Extract to read:
○ ○ ○ ○ ○

Propionyl-CoA carboxylase deficiency
Propionic acidemia, also known as propionic aciduria, propionyl-CoA carboxylase deficiency and ketotic glycinemia, is an autosomal recessive metabolic disorder, classified as a branched-chain organic acidemia.
The disorder presents in the early neonatal period with progressive encephalopathy. Death can occur quickly, due to secondary hyperammonemia, infection, cardiomyopathy, or basal ganglial stroke.
Propionic acidemia is a rare disorder that is inherited from both parents. Being autosomal recessive, neither parent shows symptoms, but both carry a defective gene responsible for this disease. It takes two faulty genes to cause PA, so there is a 1 in 4 chance for these parents to have a child with PA.
Propionic acidemia is characterized almost immediately in newborns. Symptoms include poor feeding, vomiting, dehydration, acidosis, low muscle tone (hypotonia), seizures, and lethargy. The effects of propionic acidemia quickly become life-threatening.
Individuals with PA can not break down parts of protein and some types of fat due to a non-functioning enzyme called PCC. Without the enzyme propionyl CoA carboxylase, four essential amino acids in protein (isoleucine, valine, threonine, and methionine) are only partially processed. Too much protein causes propionic acid to build-up in the bloodstream. This in turn causes a build-up of dangerous acids and toxins, which can cause damage to the organs. In many cases, PA can damage the brain, heart, and liver, cause seizures, and delays to normal development like walking and talking. During times of illness the affected person may need to be hospitalized to prevent breakdown of proteins within the body. Each meal presents a challenge to those with PA. If not constantly monitored, the effects would be devastating. Dietary needs must be closely managed by a metabolic geneticist or metabolic dietician.

○ ○ ○ ○ ○

Records:
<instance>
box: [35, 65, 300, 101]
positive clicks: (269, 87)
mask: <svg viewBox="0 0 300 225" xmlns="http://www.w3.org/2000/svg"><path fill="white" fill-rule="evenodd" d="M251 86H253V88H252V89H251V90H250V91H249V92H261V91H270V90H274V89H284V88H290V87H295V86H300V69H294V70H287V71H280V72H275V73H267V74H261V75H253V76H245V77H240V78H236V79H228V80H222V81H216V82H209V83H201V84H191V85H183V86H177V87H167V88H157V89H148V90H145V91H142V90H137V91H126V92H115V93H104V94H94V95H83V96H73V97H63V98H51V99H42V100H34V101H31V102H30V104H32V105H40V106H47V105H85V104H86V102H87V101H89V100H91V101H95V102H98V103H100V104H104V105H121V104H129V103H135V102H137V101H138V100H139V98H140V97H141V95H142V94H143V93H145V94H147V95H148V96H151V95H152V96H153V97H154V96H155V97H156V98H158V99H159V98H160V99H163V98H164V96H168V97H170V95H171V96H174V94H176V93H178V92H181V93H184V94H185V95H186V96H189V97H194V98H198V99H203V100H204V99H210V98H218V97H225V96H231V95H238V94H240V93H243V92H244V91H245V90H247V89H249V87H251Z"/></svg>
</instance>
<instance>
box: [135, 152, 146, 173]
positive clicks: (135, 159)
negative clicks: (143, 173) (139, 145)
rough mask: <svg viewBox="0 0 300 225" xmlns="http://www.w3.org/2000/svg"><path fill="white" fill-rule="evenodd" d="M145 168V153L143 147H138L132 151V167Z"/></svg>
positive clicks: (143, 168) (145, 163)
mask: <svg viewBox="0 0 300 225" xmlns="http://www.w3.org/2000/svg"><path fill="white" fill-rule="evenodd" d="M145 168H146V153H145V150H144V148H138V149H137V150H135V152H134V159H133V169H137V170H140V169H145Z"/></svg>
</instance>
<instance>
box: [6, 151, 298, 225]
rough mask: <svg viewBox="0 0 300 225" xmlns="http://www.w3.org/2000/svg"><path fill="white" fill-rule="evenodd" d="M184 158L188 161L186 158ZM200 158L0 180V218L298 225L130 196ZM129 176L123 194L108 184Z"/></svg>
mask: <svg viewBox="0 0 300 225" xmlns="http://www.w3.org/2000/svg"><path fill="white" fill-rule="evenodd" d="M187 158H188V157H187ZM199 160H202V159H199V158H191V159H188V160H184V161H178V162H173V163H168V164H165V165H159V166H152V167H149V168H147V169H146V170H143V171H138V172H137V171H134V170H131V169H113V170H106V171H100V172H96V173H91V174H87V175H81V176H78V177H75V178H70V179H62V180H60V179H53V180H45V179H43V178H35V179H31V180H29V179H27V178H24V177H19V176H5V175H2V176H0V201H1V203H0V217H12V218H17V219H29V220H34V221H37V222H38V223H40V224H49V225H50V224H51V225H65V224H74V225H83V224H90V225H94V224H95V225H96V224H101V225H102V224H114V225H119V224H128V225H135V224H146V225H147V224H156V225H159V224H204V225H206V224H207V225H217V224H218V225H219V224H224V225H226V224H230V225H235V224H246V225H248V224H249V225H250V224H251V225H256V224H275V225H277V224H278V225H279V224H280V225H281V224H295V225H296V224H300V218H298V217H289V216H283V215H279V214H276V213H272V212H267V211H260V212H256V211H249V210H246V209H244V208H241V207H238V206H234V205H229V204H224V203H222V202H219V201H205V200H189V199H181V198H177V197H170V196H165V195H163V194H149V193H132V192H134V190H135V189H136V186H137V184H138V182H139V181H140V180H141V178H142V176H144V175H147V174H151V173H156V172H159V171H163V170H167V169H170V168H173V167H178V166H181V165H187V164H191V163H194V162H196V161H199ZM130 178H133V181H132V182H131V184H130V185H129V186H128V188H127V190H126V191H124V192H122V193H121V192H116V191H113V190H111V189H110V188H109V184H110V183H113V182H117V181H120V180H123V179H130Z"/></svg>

○ ○ ○ ○ ○

Try it:
Transcribe part of the propionic acidemia text word for word. Begin at the words "Propionic acidemia is characterized" and stop after "quickly become life-threatening.". The lines aren't needed for anything here.

Result below:
Propionic acidemia is characterized almost immediately in newborns. Symptoms include poor feeding, vomiting, dehydration, acidosis, low muscle tone (hypotonia), seizures, and lethargy. The effects of propionic acidemia quickly become life-threatening.